───── DATA FOR THIS TASK

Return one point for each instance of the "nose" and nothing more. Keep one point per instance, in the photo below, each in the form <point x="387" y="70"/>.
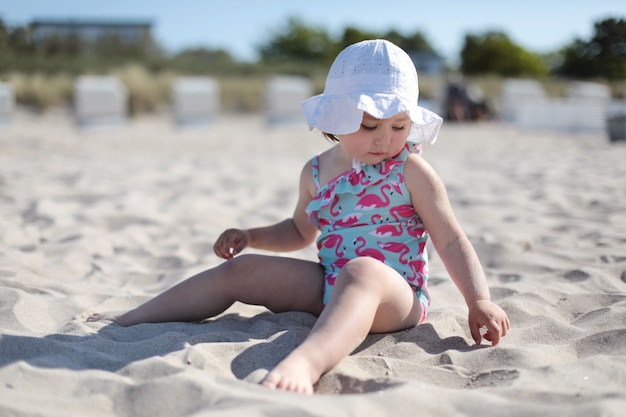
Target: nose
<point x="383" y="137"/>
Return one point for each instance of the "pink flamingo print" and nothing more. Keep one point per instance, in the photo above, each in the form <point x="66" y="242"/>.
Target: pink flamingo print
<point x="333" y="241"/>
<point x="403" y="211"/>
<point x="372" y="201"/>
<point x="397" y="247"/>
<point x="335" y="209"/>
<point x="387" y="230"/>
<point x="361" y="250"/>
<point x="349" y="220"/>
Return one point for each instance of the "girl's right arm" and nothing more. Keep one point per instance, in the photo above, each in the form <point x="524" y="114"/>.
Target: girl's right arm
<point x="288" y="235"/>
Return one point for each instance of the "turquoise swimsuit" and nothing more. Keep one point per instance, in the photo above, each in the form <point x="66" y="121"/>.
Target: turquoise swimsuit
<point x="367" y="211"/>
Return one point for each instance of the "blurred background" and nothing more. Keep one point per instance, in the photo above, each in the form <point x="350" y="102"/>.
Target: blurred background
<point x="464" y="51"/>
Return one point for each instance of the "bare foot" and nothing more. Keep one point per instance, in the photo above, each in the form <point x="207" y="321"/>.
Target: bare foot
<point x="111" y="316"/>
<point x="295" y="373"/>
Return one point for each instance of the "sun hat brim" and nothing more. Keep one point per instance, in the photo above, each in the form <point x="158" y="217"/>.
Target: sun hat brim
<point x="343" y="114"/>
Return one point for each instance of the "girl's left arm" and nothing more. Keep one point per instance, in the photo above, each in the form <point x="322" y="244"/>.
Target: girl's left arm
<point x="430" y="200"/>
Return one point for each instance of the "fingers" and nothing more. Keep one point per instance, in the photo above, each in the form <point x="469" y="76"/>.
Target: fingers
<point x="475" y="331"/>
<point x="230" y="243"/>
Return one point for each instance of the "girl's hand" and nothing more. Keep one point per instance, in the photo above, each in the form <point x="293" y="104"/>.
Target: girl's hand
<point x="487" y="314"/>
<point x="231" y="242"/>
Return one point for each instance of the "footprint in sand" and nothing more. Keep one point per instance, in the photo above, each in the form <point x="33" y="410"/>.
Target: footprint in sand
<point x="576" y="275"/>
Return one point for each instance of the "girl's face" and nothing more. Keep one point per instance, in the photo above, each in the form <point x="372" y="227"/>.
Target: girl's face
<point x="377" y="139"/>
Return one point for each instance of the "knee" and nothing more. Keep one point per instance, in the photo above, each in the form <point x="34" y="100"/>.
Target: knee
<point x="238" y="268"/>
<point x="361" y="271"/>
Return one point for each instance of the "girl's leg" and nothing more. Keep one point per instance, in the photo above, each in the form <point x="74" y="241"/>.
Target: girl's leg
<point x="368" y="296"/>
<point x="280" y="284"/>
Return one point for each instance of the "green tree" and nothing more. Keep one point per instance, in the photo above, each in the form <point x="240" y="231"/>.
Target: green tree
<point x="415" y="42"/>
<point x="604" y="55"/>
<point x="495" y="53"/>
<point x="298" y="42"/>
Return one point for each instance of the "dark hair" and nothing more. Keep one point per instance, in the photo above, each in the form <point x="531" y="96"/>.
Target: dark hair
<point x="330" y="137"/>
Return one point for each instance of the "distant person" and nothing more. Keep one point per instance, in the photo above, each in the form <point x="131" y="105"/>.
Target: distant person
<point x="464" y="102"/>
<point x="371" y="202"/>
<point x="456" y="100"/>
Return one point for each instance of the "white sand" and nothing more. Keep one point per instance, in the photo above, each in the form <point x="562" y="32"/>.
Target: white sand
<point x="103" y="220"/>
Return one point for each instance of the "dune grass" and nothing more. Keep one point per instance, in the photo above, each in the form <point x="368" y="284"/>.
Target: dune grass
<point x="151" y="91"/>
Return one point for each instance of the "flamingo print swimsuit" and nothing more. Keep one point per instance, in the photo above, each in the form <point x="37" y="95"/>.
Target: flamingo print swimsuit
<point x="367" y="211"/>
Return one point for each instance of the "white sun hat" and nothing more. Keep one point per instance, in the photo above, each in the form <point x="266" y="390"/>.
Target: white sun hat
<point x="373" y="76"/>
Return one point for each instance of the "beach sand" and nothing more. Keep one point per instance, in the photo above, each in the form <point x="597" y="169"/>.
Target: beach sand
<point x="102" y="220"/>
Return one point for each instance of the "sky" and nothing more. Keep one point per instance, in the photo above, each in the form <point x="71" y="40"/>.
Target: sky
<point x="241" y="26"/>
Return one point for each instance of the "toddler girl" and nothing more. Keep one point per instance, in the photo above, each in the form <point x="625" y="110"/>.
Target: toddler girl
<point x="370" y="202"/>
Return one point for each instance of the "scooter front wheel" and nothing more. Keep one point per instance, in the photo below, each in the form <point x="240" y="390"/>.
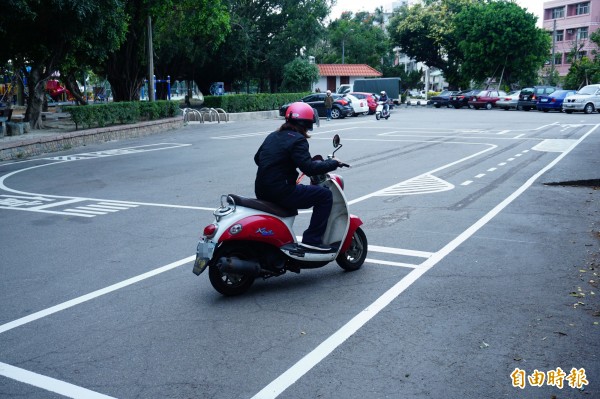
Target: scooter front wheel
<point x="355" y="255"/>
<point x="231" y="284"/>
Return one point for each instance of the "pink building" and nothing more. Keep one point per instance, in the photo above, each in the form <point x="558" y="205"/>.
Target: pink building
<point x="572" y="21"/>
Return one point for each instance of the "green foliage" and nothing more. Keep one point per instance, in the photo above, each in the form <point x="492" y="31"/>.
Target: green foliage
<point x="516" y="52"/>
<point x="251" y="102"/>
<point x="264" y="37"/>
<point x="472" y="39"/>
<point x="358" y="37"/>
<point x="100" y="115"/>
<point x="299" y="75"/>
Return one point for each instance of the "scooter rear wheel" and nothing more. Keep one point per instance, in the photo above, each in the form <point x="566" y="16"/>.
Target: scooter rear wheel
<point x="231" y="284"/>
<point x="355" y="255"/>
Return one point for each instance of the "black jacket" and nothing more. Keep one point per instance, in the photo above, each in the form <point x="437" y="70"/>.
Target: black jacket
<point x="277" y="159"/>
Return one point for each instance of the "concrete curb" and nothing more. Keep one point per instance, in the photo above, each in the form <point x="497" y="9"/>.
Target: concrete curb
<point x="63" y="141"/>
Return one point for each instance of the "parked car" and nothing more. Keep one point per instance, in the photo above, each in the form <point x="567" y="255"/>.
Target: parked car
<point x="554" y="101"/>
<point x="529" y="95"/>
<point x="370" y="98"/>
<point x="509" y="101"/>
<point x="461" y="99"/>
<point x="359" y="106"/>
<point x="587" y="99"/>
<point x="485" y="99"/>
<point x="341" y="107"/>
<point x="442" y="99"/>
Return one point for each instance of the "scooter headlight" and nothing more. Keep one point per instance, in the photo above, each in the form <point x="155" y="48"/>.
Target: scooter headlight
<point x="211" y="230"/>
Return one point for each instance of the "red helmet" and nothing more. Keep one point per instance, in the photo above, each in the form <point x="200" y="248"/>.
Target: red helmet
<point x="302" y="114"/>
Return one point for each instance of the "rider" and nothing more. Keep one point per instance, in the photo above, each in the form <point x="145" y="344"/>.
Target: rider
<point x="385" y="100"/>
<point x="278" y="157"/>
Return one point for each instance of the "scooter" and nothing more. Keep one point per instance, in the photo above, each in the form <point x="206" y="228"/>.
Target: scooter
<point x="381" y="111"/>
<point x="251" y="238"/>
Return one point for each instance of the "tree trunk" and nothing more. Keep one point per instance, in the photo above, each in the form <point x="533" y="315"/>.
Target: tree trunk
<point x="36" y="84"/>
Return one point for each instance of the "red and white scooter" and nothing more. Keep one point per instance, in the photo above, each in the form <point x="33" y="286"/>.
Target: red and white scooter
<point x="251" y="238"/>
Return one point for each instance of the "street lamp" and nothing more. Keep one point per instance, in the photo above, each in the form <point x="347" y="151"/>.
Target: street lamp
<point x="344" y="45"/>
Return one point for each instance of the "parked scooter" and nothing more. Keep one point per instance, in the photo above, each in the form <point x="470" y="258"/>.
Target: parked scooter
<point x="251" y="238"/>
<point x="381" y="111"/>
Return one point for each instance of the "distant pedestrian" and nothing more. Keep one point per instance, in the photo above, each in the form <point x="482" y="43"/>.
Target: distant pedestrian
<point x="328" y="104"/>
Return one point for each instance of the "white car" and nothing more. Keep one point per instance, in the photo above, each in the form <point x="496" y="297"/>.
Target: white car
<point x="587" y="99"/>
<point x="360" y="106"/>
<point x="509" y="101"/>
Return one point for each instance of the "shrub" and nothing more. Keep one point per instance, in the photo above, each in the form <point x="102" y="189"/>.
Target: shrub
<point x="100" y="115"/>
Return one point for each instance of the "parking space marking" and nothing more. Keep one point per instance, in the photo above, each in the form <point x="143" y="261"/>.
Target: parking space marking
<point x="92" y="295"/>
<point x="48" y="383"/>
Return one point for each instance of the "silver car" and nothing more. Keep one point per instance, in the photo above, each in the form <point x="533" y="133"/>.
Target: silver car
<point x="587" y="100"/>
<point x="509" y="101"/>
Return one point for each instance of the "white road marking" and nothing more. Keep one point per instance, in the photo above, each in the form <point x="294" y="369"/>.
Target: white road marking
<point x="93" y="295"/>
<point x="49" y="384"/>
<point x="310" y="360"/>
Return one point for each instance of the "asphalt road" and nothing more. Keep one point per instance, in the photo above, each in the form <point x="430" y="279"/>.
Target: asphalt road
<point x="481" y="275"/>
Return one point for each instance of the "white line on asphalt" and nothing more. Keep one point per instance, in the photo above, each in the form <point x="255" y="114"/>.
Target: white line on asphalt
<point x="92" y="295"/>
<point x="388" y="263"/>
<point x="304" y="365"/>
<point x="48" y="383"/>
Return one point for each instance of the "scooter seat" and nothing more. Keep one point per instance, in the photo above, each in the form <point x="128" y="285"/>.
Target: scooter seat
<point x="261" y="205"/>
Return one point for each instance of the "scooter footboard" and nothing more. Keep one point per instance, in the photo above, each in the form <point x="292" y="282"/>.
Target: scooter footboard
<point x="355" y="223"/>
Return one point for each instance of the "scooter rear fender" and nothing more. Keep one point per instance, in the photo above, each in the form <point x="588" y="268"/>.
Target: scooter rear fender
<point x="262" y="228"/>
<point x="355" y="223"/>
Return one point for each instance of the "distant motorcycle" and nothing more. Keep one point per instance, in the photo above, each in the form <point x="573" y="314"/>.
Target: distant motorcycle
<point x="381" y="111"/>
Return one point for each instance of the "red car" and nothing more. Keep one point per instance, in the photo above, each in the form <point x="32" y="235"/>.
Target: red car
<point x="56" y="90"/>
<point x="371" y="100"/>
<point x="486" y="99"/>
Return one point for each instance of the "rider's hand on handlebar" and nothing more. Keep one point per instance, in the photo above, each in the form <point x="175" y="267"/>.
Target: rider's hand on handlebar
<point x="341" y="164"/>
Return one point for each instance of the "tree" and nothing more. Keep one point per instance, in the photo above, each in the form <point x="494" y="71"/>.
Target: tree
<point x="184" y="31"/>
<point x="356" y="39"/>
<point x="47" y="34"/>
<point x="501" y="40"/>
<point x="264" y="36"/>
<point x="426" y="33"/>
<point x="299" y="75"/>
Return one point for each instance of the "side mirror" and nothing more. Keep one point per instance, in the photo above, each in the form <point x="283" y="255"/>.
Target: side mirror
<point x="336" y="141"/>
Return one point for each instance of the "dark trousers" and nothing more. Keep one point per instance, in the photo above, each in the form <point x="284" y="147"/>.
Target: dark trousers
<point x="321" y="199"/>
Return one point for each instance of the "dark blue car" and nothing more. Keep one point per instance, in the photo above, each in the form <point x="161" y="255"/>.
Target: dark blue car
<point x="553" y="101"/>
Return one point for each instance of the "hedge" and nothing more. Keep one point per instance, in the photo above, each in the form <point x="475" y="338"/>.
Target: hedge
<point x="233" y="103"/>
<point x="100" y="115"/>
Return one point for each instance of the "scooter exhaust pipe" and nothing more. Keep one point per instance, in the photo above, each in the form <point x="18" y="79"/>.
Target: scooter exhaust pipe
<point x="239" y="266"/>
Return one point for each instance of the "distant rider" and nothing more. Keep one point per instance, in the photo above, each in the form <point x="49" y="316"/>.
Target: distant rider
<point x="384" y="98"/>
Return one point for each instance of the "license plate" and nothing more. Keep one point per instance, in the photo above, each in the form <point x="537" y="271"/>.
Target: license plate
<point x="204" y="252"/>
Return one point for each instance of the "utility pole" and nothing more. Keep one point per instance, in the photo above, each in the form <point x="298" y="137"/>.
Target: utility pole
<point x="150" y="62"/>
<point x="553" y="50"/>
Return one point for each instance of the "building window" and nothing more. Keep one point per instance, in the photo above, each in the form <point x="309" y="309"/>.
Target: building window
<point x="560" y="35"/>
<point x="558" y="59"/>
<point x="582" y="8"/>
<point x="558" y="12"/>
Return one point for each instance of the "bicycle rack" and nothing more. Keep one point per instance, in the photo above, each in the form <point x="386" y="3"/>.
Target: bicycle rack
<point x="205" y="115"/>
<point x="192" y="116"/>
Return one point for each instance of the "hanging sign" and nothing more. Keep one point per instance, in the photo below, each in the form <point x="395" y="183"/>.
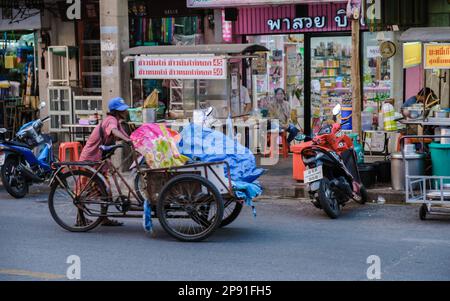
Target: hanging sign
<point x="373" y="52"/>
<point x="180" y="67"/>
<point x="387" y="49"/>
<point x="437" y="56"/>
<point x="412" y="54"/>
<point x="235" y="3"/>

──────────

* GOAL
Show every line of the data above that contains the string "rear". Case counts.

* PROBLEM SOLUTION
Return one point for each instance of the "scooter rear wheel" and nothing more. Keep one point per instance, in the photo above, each in the form <point x="566" y="16"/>.
Target: scooter rear wheel
Return one point for each instance of the "scooter rear fender" and nothing more. Keep one point per instance, in the photo above, each in the form <point x="588" y="268"/>.
Target: scooter rear fender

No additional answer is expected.